**Activity**.
You are asked to repeat the listing word for word and to leave out its pictures.
:: Task inputs
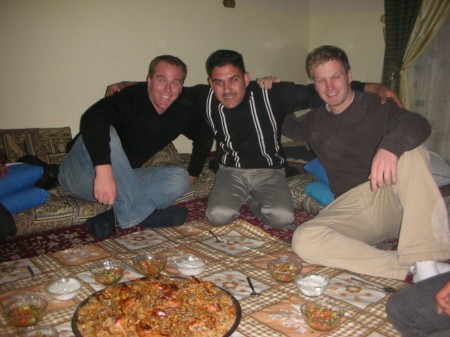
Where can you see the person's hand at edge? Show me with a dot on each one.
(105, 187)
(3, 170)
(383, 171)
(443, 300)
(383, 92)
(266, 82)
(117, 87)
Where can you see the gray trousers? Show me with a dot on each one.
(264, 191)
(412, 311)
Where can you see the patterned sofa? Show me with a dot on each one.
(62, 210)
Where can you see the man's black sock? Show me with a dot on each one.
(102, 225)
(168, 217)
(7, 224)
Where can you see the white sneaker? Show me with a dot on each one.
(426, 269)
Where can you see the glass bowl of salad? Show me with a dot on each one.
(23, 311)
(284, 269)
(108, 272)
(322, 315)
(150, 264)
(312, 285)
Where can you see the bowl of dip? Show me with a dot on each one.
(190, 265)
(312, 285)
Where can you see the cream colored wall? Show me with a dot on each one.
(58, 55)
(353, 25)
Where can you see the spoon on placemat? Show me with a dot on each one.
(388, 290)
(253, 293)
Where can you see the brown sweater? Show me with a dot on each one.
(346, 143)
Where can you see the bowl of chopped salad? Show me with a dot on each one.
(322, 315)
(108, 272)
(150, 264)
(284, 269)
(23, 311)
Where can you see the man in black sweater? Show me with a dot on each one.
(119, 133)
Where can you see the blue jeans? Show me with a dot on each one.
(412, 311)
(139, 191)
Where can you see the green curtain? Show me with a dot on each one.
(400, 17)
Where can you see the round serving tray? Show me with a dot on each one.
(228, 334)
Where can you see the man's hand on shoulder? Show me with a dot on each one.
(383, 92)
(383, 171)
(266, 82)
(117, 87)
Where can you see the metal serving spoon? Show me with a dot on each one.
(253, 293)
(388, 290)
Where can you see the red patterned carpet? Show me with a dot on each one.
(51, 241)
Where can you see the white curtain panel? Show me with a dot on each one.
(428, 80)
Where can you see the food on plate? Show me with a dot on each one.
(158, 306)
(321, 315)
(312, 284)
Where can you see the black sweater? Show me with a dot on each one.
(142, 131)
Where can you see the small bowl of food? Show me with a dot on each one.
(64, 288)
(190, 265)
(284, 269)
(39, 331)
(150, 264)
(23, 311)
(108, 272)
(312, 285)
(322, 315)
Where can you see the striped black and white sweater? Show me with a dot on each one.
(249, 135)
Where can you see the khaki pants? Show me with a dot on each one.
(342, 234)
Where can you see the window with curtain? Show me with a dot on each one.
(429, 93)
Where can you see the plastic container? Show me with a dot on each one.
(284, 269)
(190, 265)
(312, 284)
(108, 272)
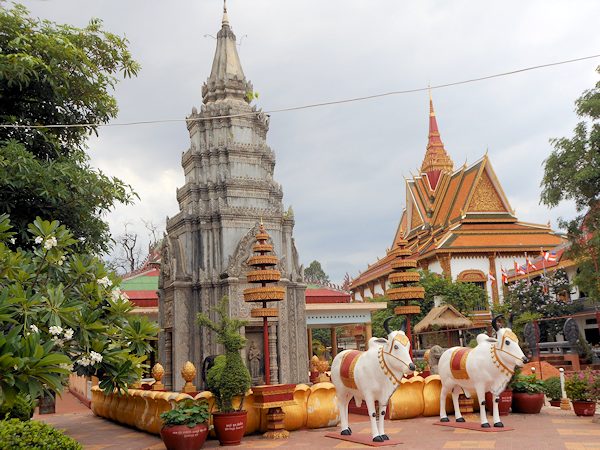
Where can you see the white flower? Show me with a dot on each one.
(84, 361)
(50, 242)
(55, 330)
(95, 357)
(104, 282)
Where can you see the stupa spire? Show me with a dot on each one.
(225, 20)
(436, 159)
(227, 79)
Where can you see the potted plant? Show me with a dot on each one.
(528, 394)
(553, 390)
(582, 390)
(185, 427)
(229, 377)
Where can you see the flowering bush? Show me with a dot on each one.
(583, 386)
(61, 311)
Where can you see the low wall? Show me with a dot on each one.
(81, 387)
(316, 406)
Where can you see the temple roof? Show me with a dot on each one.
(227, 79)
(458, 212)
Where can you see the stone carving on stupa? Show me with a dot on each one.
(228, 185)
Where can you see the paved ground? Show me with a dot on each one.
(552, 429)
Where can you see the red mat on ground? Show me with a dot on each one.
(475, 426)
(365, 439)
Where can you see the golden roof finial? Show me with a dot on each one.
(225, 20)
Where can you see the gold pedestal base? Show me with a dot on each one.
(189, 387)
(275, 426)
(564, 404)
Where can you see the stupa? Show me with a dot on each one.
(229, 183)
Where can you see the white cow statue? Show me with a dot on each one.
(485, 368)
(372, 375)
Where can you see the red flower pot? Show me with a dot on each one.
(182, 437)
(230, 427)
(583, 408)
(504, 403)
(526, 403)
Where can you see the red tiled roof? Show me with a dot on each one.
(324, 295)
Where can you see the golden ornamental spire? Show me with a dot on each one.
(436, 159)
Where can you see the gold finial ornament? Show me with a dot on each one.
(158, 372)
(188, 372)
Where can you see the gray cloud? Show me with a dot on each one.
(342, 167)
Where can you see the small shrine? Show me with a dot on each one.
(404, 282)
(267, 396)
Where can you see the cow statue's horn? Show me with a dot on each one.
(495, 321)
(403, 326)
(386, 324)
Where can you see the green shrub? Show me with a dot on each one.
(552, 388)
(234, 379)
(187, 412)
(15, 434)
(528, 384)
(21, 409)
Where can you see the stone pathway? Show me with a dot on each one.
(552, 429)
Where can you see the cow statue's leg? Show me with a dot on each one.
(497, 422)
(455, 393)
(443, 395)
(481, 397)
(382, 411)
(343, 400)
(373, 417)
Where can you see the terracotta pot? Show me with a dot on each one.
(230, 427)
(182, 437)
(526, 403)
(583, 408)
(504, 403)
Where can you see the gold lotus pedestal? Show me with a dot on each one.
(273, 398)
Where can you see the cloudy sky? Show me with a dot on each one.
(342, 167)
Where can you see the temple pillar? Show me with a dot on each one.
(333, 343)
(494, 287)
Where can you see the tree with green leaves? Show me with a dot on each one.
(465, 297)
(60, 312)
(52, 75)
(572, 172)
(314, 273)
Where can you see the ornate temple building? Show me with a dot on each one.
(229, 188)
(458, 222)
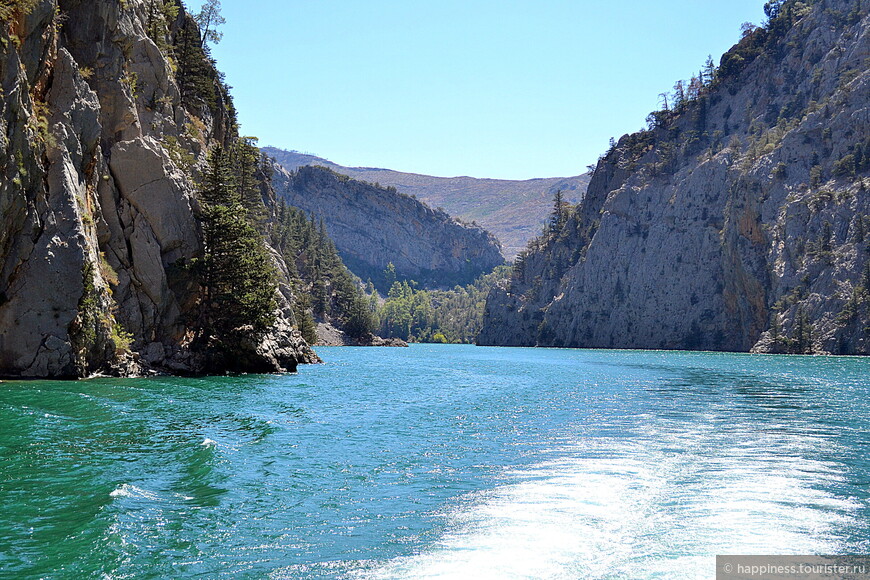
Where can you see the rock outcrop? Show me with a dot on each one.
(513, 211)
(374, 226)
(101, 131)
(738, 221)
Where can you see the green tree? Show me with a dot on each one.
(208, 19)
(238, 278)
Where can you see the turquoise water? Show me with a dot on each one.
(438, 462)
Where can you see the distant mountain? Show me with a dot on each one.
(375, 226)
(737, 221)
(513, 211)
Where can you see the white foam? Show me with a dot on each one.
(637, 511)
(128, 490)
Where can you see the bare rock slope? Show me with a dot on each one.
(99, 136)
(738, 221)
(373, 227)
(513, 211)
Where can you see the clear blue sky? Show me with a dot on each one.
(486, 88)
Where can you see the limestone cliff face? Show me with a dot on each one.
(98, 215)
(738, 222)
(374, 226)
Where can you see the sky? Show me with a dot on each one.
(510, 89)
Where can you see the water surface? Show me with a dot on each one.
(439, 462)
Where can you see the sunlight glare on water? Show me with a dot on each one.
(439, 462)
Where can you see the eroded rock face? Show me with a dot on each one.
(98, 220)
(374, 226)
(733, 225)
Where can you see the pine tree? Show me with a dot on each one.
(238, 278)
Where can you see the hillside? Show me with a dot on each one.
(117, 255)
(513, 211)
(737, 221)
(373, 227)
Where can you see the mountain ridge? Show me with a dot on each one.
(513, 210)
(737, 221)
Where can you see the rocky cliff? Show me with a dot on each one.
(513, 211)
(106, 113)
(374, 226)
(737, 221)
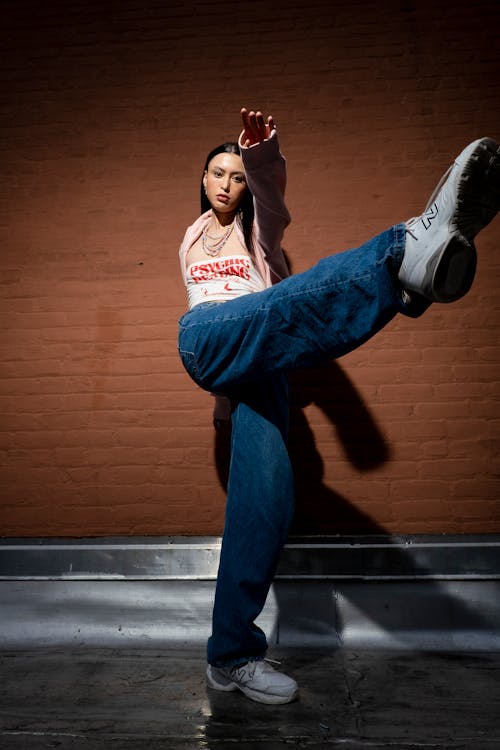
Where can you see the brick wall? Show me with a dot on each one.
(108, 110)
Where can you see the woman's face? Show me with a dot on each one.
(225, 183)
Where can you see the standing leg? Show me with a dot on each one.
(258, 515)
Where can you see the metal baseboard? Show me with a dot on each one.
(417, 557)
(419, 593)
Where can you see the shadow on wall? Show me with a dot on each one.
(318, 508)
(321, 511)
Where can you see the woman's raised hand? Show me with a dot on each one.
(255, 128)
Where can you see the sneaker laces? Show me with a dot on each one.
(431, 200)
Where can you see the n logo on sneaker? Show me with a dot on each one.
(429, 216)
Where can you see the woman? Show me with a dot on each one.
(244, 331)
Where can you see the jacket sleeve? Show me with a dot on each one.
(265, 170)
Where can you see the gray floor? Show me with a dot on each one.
::::
**Solution to the problem**.
Where can you see the person's hand at edge? Show me with a dot on each one.
(105, 187)
(3, 170)
(383, 171)
(443, 300)
(383, 92)
(266, 82)
(117, 87)
Where can you see the gray trousers? Show me with a dot on each one.
(264, 191)
(412, 311)
Where can you see the patterned sofa? Show me with a dot on each one.
(62, 210)
Where can you see the man's black sock? Show me with a dot on each one.
(102, 225)
(168, 217)
(7, 224)
Where can you see the white sneaker? Show me with a dot on each one.
(426, 269)
Where can you see the glass bowl of salad? Show me with a dot on each one.
(23, 311)
(284, 269)
(108, 272)
(322, 315)
(150, 264)
(312, 285)
Where can you see the bowl of dip? Show me with a dot on each one.
(190, 265)
(312, 285)
Where can you see the cream colored wall? Show me with a dot on each one.
(58, 55)
(353, 25)
Where can you see the spoon on placemat? Show me with a dot on each one.
(388, 290)
(253, 293)
Where can you see the brown sweater? Show me with a dot on each one.
(346, 143)
Where can you see the bowl of chopped salad? Show me with a dot on each one.
(322, 315)
(108, 272)
(150, 264)
(284, 269)
(23, 311)
Where can you see the man in black sweater? Show me with a dot on each one.
(119, 133)
Where can you see the blue jeans? Show me with a dot on each one.
(412, 311)
(139, 191)
Where can you see the green curtain? Show me with a dot on each one.
(400, 17)
Where can you see the round serving tray? Show me with a dot on each one.
(228, 334)
Where can you see the man's hand on shoulder? Show me with a dot on each one.
(383, 92)
(383, 171)
(266, 82)
(117, 87)
Where can you see the metal serving spoon? Show me with a dot on each one.
(253, 293)
(388, 290)
Where can you see the red patterned carpet? Show me with a dot on each one.
(51, 241)
Where can you see the white curtain panel? Show me with a dot on each one.
(428, 80)
Where can you see the food on plate? Show me with a dot on each one.
(158, 306)
(321, 315)
(312, 284)
Where can you see the black sweater? Show me with a dot on each one.
(142, 131)
Where can you see the small bowl of food? Show me with a dot on each one.
(64, 288)
(190, 265)
(284, 269)
(39, 331)
(150, 264)
(23, 311)
(108, 272)
(312, 285)
(322, 315)
Where can you see the striped black and white sweater? Show me with a dot on each one.
(249, 135)
Where can you see the khaki pants? Show me with a dot on each one.
(342, 234)
Where can you see the window with curtain? Show me with a dot on each one.
(429, 93)
Where can you see the plastic container? Show me with a dot on each one.
(284, 269)
(190, 265)
(312, 284)
(108, 272)
Where can you see the white flower? Show me with a dot on each one.
(84, 361)
(50, 242)
(55, 330)
(95, 357)
(104, 282)
Where can you see the stupa spire? Show me with a dot on each one.
(225, 20)
(436, 159)
(227, 79)
Where can you see the potted plant? Show me with a dot on each one.
(528, 394)
(553, 390)
(582, 390)
(185, 427)
(229, 377)
Where can you see the flowering bush? Show me with a dot on each one.
(583, 386)
(61, 311)
Where can you see the low wall? Show me with a dot on each one.
(81, 387)
(316, 406)
Where can you see the temple roof? Show me with a dot on each one.
(227, 79)
(458, 212)
Where can you see the stone carving on stupa? Show me with a dot on each one.
(228, 185)
Where can you see the paved ground? Show me with a dot on each one.
(552, 429)
Where can you see the red mat on ground? Show me with a dot on each one.
(475, 426)
(365, 439)
Where can you see the golden roof finial? Show me with a dot on each one.
(225, 20)
Where can you see the gold pedestal base? Show me with a dot on each one.
(189, 387)
(275, 426)
(564, 404)
Where can you see the stupa? Show me with a dot on each one.
(229, 183)
Where can you see the white cow statue? Show me with a dot on each one.
(485, 368)
(372, 375)
Where can you see the red flower pot? Show me with a dot on each one.
(182, 437)
(230, 427)
(583, 408)
(504, 403)
(526, 403)
Where can you see the red tiled roof? Show me with a dot on each one.
(324, 295)
Where can you see the golden ornamental spire? Show me with a dot on each one.
(436, 159)
Where can you see the gold finial ornament? Show me with a dot on each one.
(158, 372)
(188, 372)
Where can you see the gray cloud? Show me with a dot on each one.
(342, 167)
Where can you see the small shrine? Show me with a dot on each one.
(404, 282)
(267, 396)
Where can you see the cow statue's horn? Show me with a dot on each one.
(495, 321)
(403, 326)
(386, 324)
Where can you see the green shrub? Show me with a dot on each one.
(552, 388)
(234, 379)
(187, 412)
(15, 434)
(528, 384)
(21, 409)
Where can you see the stone pathway? Show me with a dot on each one.
(552, 429)
Where can you see the cow statue's leg? Show me with a dot on each one.
(497, 422)
(455, 393)
(443, 395)
(481, 397)
(382, 411)
(343, 400)
(373, 417)
Where can you see the terracotta pot? Show me with a dot on each one.
(230, 427)
(182, 437)
(526, 403)
(583, 408)
(504, 403)
Where can you see the gold lotus pedestal? Show me with a dot on each one.
(273, 398)
Where can you see the cloudy sky? Show me with a dot on each one.
(342, 167)
Where can you see the temple pillar? Show me with a dot on each one.
(333, 343)
(494, 287)
Where can you see the tree with green leaves? Show me with a dot on each one.
(465, 297)
(60, 312)
(52, 75)
(572, 172)
(314, 273)
Where can you see the ornate temple building? Show me with a dot on each one.
(229, 188)
(458, 222)
Where can you see the rock outcrop? Show me with a dot on each one.
(513, 211)
(374, 226)
(101, 131)
(738, 221)
Where can you see the green tree? Show me with a dot on each one.
(208, 19)
(238, 278)
Where can you see the turquoise water? Show me with a dot on each one.
(438, 462)
Where can you see the distant mountain? Show me with a dot on each one.
(375, 226)
(737, 221)
(513, 211)
Where can you see the white foam? Show me with a dot on each one.
(637, 511)
(128, 490)
Where can you see the bare rock slope? Show me with a dot on each one.
(99, 136)
(738, 221)
(373, 227)
(513, 211)
Where can you see the clear blue sky? Show me with a dot on each one.
(486, 88)
Where can you see the limestone cliff face? Show me with a dot on each one.
(98, 215)
(738, 222)
(374, 226)
Where can you see the sky? Show me with a dot on each one.
(510, 89)
Where can you see the water surface? Show me with a dot on each one.
(439, 462)
Where can you see the sunlight glare on water? Show me with a dot on each one.
(439, 462)
Where can you see the eroded rock face? Show me with a dot on each one.
(98, 220)
(374, 226)
(733, 225)
Where can you see the pine tree? Show me with a dot on each one.
(238, 278)
Where can you see the hillside? Show me with a dot on each one.
(117, 255)
(513, 211)
(737, 221)
(373, 227)
Where can you see the mountain ridge? Show me with a dot on each one.
(513, 210)
(737, 221)
Where can you see the rocky cliff? Show me with a dot on each one.
(513, 211)
(106, 113)
(374, 226)
(737, 221)
Where can you see the brick wall? Show me with a dot on each one.
(108, 110)
Where can you see the woman's face? Show me with a dot on each one.
(225, 183)
Where can you see the standing leg? Show me with a dot on each one.
(258, 515)
Where can you see the metal baseboard? Show me with a dot on each one.
(417, 557)
(419, 593)
Where can you see the shadow on wall? Show me with a dot on each one.
(318, 508)
(321, 511)
Where can you see the woman's raised hand? Show me with a dot on each one.
(255, 128)
Where can you see the sneaker laces? Show me with a dot on each one.
(431, 200)
Where can you see the n logo on sneaker? Show me with a dot on each one.
(429, 216)
Where can you see the woman? Show me with a dot on each one.
(244, 331)
Where can you see the jacket sleeve? Show me with a dot on each one.
(265, 170)
Where can you see the gray floor? Show me with a dot on each one.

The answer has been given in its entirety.